# Instructions for the task:
Rewrite everything from the line containing "Tag the mirror crest" down to the line containing "<point>38,189</point>", replacing "electrical outlet" with "power outlet" and leaving all else unchanged.

# Entries shown:
____________
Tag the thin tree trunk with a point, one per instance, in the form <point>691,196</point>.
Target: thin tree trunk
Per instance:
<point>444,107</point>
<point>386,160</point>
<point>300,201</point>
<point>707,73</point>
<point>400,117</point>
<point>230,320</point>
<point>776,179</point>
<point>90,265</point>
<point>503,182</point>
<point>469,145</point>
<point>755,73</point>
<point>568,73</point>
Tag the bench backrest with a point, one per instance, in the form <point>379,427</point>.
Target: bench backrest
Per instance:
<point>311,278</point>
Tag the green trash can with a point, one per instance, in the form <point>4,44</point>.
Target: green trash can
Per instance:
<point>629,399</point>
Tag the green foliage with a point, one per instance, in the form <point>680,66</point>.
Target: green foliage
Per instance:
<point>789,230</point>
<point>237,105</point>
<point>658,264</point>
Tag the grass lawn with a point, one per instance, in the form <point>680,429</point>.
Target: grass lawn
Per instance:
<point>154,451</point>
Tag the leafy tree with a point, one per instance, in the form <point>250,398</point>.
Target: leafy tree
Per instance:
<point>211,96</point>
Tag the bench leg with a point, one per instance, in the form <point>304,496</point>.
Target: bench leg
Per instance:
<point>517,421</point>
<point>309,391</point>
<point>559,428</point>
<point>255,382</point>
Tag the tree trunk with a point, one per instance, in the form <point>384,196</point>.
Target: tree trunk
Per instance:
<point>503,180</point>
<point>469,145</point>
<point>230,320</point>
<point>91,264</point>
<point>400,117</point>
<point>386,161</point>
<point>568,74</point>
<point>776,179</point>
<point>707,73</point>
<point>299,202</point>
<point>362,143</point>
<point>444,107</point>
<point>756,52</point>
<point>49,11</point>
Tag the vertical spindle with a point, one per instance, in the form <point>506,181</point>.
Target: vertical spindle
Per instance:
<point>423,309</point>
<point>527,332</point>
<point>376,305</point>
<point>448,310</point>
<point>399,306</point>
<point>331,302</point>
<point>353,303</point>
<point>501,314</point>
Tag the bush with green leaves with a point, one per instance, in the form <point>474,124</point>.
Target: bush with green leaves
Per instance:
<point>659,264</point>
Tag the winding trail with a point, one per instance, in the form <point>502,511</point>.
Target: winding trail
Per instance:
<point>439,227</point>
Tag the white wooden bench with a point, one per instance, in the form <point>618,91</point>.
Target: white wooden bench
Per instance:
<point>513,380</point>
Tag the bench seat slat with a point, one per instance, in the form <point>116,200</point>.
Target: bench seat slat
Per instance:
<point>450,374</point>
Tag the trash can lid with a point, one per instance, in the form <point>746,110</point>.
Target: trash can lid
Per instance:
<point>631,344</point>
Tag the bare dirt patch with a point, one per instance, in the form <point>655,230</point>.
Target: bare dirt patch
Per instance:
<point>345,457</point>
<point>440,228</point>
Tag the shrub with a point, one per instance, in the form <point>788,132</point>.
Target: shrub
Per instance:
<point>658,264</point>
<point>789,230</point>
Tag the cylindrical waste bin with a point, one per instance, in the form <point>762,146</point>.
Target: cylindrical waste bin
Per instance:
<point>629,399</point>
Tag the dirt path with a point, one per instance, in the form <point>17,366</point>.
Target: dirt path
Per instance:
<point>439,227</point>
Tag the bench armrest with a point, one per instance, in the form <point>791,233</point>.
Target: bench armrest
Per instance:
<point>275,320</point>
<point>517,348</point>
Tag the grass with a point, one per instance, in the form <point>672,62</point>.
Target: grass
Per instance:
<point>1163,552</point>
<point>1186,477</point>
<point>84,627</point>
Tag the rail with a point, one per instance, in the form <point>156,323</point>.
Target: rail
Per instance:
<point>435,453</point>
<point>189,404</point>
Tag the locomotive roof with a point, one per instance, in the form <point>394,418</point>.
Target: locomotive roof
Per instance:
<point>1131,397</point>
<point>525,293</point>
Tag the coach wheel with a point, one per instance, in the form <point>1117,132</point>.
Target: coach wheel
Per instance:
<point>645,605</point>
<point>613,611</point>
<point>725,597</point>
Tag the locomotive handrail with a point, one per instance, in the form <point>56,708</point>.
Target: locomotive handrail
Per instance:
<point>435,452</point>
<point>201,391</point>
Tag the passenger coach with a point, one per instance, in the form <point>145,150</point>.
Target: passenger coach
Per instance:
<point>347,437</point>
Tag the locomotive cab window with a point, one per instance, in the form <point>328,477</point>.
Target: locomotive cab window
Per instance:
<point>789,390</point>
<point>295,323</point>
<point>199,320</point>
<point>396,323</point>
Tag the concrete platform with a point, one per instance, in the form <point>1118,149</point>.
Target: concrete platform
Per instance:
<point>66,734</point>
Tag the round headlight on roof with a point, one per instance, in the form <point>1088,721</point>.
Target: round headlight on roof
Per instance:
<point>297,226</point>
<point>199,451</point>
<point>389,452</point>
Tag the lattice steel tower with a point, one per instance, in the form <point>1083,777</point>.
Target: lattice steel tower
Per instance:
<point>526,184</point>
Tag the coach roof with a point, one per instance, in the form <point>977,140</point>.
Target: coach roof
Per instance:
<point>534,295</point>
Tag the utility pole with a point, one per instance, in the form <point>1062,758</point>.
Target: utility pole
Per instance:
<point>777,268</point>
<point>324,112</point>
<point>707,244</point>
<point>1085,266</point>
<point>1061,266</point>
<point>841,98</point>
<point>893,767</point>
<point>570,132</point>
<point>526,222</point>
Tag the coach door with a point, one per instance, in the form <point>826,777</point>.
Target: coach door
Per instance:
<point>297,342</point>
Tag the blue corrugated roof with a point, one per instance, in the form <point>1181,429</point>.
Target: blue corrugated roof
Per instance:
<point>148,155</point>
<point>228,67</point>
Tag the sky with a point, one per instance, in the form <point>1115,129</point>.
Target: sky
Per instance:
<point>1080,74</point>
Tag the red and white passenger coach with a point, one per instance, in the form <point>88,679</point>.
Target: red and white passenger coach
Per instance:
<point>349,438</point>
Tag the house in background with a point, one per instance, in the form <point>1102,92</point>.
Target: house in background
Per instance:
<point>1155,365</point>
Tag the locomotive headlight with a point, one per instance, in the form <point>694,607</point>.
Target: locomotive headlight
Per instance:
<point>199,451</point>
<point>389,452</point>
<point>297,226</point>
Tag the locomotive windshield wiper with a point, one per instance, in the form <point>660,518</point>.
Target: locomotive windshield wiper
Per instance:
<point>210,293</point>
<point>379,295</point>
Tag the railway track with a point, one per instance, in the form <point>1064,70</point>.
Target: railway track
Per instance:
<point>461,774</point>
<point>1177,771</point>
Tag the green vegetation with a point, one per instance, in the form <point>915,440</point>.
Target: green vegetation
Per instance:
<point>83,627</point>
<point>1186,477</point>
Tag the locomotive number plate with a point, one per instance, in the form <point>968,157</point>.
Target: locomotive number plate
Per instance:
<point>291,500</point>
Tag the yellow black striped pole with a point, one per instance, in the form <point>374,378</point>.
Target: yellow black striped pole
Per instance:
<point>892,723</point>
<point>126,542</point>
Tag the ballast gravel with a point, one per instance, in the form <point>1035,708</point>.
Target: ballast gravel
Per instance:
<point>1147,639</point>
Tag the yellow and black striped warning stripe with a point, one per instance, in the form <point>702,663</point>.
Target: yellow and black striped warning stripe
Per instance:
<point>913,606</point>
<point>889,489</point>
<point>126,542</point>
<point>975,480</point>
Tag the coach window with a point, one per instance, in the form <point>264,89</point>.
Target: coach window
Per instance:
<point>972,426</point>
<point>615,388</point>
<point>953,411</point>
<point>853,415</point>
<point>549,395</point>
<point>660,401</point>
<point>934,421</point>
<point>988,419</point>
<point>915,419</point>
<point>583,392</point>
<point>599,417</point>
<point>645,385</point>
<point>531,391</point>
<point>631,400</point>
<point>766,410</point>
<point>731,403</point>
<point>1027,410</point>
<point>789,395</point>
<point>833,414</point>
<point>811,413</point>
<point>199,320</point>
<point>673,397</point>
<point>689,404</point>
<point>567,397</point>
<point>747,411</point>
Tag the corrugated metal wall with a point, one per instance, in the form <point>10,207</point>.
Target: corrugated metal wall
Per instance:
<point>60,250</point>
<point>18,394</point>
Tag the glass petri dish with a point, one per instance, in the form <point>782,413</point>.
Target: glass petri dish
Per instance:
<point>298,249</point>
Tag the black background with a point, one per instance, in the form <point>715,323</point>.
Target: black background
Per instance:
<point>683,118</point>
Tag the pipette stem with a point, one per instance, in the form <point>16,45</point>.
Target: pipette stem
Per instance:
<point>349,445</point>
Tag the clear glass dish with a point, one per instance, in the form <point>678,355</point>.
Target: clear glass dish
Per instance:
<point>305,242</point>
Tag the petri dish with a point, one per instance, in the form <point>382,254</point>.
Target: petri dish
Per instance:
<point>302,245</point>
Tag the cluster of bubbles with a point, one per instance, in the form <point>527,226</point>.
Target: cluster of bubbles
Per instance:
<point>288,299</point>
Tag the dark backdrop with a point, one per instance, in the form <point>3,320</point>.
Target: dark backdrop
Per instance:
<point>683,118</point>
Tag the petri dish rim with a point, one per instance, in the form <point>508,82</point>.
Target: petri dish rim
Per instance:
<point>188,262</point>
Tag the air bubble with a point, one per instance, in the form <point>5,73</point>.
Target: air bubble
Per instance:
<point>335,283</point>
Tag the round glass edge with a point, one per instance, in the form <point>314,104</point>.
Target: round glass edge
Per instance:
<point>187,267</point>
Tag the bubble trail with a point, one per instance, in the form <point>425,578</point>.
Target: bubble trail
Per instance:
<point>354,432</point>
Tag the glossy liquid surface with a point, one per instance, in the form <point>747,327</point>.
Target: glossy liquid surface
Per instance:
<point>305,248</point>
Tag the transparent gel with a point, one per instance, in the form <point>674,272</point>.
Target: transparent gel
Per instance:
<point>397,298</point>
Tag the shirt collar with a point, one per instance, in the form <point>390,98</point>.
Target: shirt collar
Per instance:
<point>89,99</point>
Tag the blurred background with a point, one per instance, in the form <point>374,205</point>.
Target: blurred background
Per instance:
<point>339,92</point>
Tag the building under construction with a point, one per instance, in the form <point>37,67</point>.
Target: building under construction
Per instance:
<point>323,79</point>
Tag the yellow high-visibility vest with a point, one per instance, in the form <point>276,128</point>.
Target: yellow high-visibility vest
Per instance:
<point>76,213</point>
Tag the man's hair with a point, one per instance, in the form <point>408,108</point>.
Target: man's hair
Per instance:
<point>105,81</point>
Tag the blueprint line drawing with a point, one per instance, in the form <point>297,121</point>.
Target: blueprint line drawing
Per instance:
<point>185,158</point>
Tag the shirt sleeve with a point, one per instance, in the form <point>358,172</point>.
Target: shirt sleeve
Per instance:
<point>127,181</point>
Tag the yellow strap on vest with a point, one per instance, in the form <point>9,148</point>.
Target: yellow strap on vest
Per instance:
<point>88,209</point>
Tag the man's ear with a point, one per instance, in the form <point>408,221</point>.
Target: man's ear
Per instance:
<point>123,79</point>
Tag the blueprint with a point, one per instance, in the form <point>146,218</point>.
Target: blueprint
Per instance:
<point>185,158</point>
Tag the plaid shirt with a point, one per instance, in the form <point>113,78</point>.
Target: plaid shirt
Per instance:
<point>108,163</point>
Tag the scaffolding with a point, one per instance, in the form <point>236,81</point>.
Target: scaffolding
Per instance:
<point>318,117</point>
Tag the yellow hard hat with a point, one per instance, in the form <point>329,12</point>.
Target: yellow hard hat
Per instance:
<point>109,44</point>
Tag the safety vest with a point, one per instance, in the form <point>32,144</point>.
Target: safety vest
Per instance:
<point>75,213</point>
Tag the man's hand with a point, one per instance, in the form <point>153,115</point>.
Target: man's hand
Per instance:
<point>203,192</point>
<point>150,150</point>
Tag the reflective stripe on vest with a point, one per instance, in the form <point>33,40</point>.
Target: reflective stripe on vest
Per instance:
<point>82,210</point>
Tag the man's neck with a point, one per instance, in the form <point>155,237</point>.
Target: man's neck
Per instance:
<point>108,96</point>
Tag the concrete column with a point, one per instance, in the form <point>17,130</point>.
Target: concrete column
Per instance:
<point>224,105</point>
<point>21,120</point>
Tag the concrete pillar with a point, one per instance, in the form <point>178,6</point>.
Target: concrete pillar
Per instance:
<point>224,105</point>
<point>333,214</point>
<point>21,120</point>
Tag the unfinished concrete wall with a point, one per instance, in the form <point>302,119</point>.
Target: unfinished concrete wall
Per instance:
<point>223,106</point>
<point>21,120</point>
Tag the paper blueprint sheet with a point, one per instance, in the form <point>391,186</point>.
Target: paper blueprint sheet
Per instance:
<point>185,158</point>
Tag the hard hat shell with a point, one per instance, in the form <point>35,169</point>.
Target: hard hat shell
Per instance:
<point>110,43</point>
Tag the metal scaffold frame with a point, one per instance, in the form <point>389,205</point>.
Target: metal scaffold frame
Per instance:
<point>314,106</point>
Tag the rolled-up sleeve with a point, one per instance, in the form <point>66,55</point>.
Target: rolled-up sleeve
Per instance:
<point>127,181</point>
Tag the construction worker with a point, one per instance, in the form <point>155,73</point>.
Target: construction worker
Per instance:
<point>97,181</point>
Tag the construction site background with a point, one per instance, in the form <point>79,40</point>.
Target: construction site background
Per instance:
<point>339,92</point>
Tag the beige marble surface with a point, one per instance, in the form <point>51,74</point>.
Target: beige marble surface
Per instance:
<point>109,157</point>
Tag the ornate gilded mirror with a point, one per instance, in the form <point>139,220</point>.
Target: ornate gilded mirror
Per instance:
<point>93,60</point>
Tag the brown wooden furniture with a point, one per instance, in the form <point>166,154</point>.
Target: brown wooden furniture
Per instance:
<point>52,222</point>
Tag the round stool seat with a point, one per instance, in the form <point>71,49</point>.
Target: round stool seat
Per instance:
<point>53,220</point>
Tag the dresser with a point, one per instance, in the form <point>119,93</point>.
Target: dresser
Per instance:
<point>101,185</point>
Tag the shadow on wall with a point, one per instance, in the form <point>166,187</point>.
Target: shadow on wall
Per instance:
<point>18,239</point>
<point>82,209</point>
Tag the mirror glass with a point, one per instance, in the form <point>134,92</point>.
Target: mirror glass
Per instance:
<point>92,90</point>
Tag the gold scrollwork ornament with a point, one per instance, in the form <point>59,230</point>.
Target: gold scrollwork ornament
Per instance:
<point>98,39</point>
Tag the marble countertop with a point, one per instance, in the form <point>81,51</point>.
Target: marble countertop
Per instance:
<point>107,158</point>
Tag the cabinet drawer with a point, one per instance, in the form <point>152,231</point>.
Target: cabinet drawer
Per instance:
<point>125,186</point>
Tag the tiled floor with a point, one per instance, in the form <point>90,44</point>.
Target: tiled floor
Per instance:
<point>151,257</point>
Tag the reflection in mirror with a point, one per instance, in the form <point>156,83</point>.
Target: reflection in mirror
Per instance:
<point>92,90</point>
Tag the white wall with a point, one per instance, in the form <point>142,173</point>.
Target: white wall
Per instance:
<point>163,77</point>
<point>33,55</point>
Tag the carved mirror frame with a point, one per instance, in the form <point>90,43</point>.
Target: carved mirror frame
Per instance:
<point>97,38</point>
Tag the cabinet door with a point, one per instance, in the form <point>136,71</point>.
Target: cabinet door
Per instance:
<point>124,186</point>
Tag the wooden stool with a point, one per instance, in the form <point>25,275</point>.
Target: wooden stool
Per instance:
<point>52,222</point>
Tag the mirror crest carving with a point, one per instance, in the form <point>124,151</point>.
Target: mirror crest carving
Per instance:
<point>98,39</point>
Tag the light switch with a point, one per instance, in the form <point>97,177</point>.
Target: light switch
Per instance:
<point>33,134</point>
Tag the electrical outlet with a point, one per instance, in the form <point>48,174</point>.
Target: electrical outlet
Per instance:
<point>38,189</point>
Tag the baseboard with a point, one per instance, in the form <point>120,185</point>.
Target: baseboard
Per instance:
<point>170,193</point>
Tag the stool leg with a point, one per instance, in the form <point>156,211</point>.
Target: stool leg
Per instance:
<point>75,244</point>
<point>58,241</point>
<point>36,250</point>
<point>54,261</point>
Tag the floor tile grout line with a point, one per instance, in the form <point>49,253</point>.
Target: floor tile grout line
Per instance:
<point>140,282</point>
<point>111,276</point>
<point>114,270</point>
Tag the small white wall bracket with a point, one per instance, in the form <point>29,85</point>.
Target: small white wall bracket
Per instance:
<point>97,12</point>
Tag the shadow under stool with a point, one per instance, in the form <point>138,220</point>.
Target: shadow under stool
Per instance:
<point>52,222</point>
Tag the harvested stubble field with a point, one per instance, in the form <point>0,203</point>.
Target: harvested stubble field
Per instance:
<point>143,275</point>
____________
# Full output:
Tag the mirror crest carving with a point, one per instance, in the form <point>124,151</point>.
Target: mirror crest carving
Per instance:
<point>98,39</point>
Tag the light switch with a point, one per instance, in the form <point>97,177</point>.
Target: light switch
Per instance:
<point>33,134</point>
Tag the power outlet with a point, one per instance, in the form <point>48,174</point>.
Target: power outlet
Per instance:
<point>38,189</point>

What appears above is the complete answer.